• **Цель задания 1**
Пожалуйста, изложите фрагмент о белорусском языке в двух предложениях.

• **Выбранный фрагмент**
--*--
Таким образом, белорусский язык играл очень значительную роль на этом историческом этапе, который до сих пор справедливо считается одним из важнейших периодов белорусской истории, и к которому неизменно обращаются современные исследователи при изучении целого спектра проблем и в поисках ответов на современные вопросы белорусской действительности: от истоков государственности до роли языка и белорусской идентичности. Однако эта, -исключительно высокая роль белорусского языка, к сожалению, впоследствии была утеряна, и, соответственно, не признавалась другими, сложившееся положение не могло способствовать и оформлению явно выраженной белорусской идентичности.
--*--
• **Фрагменты данных о размеченных областях**

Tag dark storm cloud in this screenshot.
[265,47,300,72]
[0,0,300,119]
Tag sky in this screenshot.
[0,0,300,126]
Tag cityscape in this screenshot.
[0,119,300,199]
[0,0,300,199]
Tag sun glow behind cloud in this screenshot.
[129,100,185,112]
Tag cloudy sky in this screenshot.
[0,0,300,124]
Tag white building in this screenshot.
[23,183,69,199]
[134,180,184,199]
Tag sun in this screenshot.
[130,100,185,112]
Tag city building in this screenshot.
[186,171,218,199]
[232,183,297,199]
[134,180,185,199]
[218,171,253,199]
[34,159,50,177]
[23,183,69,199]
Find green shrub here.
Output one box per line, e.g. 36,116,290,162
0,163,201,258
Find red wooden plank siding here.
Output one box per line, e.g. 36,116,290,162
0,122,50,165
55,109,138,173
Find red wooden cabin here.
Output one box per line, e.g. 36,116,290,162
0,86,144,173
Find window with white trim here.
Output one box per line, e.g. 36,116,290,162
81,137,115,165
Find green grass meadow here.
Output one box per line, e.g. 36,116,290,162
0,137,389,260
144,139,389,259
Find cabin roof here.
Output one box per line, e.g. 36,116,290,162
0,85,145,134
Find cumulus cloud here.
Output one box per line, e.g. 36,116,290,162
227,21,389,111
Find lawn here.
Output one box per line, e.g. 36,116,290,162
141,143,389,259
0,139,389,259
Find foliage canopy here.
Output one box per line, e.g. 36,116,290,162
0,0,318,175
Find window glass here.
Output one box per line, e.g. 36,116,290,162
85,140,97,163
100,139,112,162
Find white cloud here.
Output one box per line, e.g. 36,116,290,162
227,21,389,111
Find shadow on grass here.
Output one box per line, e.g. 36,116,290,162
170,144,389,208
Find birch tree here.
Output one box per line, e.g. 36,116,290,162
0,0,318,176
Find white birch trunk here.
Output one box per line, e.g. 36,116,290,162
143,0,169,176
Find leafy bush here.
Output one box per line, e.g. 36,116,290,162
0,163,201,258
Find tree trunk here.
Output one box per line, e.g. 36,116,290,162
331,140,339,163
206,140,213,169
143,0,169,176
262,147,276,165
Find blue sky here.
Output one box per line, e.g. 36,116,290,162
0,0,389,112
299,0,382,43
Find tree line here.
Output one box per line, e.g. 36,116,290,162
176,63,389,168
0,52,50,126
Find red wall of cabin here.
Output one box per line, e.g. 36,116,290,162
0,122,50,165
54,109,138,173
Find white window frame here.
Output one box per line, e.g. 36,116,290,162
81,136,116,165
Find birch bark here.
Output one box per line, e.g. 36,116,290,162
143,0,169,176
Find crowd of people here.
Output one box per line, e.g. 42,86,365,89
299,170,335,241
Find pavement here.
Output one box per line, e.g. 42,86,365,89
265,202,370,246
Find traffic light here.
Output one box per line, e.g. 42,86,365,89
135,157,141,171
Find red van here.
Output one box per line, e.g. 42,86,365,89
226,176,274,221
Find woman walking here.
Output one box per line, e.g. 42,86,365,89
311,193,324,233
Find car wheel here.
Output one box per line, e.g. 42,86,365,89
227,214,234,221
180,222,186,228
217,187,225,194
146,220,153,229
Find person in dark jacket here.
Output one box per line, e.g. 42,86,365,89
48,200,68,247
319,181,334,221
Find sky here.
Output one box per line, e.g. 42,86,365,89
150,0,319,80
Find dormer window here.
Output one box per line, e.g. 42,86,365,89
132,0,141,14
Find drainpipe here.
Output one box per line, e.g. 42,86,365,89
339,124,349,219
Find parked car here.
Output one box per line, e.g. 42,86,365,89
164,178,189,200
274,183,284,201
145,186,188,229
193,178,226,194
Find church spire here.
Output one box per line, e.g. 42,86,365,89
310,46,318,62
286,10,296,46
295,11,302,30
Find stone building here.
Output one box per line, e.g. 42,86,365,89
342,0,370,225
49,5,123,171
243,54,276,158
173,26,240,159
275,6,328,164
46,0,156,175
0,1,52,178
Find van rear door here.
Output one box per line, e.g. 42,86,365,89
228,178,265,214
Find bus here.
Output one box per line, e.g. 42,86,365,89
--*--
• **Цель задания 2**
Перепишите строки записей от той, что содержит «Find green grass meadow here.», до той, что содержит «0,0,318,175», включительно, заменив «cumulus cloud» на «storm cloud». Всё остальное оставьте без изменений.

• **Ожидаемый ответ 1**
Белорусский язык играл очень значительную роль на историческом этапе, который считается одним из важнейших периодов белорусской истории. К нему обращаются современные исследователи, изучая проблемы от истоков государственности до роли языка и белорусской идентичности, однако эта роль языка впоследствии была утеряна, что не способствовало оформлению явно выраженной белорусской идентичности.

• **Ожидаемый ответ 2**
Find green grass meadow here.
Output one box per line, e.g. 36,116,290,162
0,137,389,260
144,139,389,259
Find cabin roof here.
Output one box per line, e.g. 36,116,290,162
0,85,145,134
Find storm cloud here.
Output one box per line, e.g. 36,116,290,162
227,21,389,111
Find lawn here.
Output one box per line, e.g. 36,116,290,162
141,143,389,259
0,139,389,259
Find foliage canopy here.
Output one box per line, e.g. 36,116,290,162
0,0,318,175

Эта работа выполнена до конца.